» GIVEN REQUEST A
In the records, start at the line containing "Target: telephone keypad" and end after the line containing "[[[239,60],[195,71],[205,126],[249,116]]]". Express those lines as a JSON list of strings, one string per line, omitting blank lines and any picture.

» GIVEN PASSAGE

Recently, I mentioned a House and Garden article about bikes. Apparently, I missed an earlier article in that magazine about Joe Breeze. I like this quote from Breeze about the future of bike transportation:

“The everyday bicycle lifestyle movement doesn’t even have a name yet, but someday we’re going to look back and be amazed at how few people were routinely using a bike to pick up groceries or visit friends.”

Great quote! It reminds me of this one from Jim Caple at ESPN that I saw not too long ago on Cyclelicious.

“Bicycles are the new SUV. I’m way ahead of the curve on this one, but bicycles are poised for a quantum leap in popularity. Continuing concerns about global warming, rising obesity, diabetes and traffic snarls will prompt more people to ride bicycles in the coming years.”

Yep, the market for transportation-oriented bikes, in the U.S. at least, is still in its infancy, but I expect that to be the next big growth market for the bicycle industry. Don’t get me wrong, I love racing bicycles and I am always going to be a fan of the sport of cycling, but I would love to see a shift away from the general perception that bicycles are just recreational products. Maybe a greater focus throughout the industry on utilitarian designs will be the silver lining to the current mess that the sport of cycling is in the midst of.

» GIVEN REQUEST B
In the passage on bicycle transportation, where did the writer see the quote from Jim Caple?

» RECORDS SUPPLIED

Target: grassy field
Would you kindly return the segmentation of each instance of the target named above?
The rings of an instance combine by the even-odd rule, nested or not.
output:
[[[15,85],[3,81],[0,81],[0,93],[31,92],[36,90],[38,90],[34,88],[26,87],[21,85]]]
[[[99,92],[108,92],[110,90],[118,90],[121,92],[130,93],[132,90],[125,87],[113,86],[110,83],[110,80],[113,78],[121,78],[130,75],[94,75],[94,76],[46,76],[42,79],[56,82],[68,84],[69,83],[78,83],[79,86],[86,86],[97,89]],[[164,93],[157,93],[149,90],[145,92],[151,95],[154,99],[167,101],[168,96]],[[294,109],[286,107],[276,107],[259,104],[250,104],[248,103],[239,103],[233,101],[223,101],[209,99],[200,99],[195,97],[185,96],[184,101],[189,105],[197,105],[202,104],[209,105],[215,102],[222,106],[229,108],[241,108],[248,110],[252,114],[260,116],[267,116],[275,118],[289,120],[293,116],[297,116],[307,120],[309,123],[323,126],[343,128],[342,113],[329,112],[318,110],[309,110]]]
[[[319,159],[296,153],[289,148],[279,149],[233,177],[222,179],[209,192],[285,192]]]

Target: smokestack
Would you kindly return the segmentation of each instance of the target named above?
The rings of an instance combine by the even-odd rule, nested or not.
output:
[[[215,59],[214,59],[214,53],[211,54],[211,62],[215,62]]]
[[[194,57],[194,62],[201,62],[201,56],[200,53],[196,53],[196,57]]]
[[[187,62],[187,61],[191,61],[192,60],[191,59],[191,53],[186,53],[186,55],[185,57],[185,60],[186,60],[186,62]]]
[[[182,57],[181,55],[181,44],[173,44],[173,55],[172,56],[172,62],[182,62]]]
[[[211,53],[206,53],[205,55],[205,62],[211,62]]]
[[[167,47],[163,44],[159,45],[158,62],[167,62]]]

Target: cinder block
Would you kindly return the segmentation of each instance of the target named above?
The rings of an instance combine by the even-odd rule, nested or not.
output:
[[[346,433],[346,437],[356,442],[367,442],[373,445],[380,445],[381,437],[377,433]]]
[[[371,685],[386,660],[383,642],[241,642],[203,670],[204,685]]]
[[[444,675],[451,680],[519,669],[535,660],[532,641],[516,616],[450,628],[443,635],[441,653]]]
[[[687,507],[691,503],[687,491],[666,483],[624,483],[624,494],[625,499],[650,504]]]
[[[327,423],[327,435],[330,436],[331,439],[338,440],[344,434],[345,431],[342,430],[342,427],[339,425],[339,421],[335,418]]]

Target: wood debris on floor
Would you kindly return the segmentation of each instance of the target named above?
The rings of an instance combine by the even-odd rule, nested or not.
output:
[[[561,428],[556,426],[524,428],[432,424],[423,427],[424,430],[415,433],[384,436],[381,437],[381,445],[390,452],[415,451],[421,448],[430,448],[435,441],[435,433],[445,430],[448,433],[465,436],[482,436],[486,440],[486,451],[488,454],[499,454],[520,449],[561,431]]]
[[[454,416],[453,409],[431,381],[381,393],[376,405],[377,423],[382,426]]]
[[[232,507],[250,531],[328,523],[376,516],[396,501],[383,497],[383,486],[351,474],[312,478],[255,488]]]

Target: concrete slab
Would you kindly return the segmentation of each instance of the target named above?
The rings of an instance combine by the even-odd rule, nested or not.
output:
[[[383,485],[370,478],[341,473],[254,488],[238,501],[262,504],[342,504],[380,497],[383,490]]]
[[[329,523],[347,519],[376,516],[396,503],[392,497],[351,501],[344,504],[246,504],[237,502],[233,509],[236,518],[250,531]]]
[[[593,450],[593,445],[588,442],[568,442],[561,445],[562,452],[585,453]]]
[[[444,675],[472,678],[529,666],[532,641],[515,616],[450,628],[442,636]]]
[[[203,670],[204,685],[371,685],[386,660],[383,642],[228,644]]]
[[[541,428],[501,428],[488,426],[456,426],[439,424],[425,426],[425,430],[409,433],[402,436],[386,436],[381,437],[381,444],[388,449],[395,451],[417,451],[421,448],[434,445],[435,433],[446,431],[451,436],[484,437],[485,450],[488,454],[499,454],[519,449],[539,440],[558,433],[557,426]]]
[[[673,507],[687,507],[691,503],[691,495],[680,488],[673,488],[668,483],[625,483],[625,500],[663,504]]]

==

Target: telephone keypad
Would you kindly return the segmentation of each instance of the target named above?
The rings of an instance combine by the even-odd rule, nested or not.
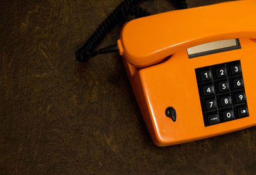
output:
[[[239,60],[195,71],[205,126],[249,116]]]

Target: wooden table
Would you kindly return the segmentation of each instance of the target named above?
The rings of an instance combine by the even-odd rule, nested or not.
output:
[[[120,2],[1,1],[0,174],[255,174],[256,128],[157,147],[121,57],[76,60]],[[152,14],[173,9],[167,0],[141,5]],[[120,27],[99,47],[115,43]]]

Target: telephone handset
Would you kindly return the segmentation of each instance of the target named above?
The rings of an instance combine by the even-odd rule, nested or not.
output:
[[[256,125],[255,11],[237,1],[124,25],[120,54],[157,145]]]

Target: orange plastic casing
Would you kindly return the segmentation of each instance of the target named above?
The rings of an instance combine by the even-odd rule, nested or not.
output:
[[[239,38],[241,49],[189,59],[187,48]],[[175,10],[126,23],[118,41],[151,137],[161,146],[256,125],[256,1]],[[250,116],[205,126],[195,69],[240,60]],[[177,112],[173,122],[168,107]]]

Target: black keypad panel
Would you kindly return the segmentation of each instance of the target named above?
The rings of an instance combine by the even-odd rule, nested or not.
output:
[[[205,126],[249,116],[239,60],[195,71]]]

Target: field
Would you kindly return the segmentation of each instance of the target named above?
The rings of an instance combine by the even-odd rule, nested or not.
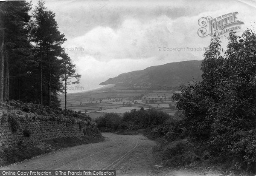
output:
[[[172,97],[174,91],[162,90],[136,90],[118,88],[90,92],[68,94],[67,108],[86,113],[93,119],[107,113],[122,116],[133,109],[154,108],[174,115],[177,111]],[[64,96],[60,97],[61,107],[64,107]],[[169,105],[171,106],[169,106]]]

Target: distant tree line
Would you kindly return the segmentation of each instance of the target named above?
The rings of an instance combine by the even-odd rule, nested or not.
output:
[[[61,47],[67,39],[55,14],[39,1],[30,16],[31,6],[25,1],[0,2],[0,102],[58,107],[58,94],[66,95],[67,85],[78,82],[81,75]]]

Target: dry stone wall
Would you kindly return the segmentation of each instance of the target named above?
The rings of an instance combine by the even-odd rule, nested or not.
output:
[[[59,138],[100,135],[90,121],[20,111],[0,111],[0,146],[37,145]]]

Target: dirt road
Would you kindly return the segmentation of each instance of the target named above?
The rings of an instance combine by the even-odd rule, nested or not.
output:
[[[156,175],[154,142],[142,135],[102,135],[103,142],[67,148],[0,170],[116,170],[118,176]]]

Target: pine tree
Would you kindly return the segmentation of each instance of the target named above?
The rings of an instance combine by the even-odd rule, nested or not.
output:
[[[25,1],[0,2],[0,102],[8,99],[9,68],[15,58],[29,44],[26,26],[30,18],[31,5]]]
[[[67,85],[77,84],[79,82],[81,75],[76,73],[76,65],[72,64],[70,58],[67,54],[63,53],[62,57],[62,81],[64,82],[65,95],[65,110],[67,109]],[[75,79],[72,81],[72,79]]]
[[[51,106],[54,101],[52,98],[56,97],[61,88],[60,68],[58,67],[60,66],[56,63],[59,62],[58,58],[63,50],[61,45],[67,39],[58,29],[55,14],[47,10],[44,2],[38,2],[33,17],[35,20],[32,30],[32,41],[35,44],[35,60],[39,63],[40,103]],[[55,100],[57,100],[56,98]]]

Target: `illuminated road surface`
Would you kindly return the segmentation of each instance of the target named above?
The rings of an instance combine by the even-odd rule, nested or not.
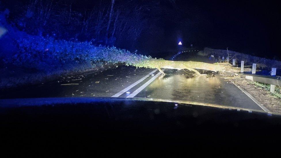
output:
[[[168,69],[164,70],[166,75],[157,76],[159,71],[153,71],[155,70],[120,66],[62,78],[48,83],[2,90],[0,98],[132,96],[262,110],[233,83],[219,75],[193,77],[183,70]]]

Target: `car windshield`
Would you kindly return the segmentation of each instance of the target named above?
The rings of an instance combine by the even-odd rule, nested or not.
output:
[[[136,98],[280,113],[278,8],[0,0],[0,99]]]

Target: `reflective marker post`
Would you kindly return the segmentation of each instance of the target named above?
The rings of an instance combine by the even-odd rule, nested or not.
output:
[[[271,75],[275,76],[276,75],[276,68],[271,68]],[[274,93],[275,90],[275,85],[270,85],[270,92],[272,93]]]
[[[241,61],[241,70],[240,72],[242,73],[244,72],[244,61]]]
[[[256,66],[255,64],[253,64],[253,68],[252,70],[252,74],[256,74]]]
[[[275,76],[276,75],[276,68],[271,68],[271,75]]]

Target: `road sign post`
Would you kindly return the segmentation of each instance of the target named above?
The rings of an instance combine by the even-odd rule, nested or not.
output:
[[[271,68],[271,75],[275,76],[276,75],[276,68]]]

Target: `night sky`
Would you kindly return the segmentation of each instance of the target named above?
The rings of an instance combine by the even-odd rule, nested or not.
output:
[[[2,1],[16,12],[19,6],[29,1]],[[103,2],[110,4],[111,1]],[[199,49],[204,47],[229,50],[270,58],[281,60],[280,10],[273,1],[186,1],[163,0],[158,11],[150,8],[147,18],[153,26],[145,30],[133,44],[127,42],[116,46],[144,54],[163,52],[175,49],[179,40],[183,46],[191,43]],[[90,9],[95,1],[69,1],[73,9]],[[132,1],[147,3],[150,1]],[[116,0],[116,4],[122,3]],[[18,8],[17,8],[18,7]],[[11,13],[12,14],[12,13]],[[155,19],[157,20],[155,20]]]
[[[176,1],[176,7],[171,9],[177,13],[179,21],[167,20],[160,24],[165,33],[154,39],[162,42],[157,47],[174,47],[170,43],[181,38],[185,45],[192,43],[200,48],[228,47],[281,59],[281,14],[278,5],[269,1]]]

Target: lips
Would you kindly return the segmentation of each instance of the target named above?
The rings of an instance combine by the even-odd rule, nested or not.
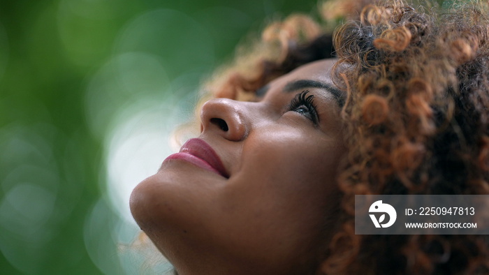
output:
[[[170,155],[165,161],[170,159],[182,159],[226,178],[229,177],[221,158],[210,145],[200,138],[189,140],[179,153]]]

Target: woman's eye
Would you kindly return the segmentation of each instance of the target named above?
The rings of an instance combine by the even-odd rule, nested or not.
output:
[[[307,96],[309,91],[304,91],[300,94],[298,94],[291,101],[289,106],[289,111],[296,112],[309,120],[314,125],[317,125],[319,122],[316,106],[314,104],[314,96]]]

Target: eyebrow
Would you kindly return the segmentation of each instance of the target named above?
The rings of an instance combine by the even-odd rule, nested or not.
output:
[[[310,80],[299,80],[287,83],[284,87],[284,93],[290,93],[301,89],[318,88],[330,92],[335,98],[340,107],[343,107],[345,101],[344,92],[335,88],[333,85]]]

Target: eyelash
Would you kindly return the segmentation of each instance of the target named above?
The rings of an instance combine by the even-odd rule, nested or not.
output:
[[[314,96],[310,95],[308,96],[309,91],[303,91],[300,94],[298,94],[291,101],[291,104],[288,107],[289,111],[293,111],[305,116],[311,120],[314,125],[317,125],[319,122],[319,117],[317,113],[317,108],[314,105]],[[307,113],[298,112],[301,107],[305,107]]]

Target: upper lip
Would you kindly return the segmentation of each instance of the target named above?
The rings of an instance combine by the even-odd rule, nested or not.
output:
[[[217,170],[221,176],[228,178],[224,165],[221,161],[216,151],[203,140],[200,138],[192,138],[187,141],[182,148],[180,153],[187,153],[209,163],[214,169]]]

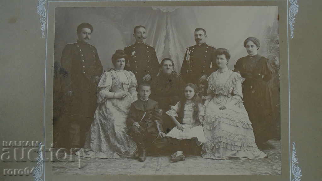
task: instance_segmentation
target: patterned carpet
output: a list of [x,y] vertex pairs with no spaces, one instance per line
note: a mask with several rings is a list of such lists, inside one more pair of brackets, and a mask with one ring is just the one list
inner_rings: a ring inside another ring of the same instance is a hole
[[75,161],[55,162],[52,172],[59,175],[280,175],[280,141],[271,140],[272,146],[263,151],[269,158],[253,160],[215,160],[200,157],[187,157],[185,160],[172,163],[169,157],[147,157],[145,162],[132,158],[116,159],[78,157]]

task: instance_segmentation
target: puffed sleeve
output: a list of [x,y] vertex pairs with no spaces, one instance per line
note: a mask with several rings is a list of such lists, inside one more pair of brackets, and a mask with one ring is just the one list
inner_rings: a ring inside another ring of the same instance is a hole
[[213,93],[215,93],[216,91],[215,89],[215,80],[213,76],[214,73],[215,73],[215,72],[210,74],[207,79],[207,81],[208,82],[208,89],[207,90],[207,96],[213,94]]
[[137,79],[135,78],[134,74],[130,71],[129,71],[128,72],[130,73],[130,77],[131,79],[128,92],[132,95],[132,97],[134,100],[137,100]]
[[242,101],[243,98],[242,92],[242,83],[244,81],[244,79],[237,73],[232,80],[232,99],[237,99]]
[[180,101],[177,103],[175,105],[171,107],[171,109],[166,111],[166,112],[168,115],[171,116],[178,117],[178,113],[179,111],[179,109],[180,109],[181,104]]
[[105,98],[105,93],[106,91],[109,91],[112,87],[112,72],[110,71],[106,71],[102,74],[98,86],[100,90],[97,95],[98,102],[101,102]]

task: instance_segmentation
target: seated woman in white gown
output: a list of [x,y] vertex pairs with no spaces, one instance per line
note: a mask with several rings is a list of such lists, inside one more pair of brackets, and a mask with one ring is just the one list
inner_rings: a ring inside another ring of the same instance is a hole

==

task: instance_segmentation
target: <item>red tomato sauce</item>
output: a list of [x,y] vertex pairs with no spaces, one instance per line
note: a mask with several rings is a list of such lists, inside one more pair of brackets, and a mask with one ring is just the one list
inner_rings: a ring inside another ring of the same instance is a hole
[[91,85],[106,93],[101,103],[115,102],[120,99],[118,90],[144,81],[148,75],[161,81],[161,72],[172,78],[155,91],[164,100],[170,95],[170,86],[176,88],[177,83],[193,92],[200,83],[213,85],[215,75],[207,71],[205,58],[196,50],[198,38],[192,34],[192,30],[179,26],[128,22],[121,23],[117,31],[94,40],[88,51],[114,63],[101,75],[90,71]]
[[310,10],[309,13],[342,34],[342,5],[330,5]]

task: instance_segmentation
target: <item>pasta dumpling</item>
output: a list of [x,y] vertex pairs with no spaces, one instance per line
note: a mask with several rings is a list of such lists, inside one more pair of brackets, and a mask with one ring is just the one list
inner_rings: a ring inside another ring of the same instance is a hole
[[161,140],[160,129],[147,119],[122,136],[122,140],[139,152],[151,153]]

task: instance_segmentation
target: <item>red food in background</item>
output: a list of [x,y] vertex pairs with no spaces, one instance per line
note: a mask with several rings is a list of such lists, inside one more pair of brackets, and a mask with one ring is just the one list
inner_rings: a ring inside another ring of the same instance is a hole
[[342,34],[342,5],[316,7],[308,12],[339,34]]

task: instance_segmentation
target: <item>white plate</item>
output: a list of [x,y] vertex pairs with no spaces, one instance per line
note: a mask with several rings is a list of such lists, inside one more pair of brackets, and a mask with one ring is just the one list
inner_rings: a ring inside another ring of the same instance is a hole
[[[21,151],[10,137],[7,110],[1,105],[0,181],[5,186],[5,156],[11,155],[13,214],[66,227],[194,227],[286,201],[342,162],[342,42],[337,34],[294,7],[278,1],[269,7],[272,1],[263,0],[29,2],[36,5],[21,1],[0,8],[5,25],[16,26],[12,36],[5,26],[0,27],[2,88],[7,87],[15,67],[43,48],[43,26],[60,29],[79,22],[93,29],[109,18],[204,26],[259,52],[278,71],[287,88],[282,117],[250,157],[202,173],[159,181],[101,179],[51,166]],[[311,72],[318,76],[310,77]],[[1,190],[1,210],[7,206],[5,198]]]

» WRITTEN RESPONSE A
[
  "Target: telephone keypad",
  "Would you kindly return the segmentation of each instance of the target named above?",
  "The rings of an instance combine by the even-odd rule, nested or not.",
  "output:",
  "[[[239,60],[195,71],[205,126],[249,116]]]"
]

» WRITTEN RESPONSE B
On Cyclelicious.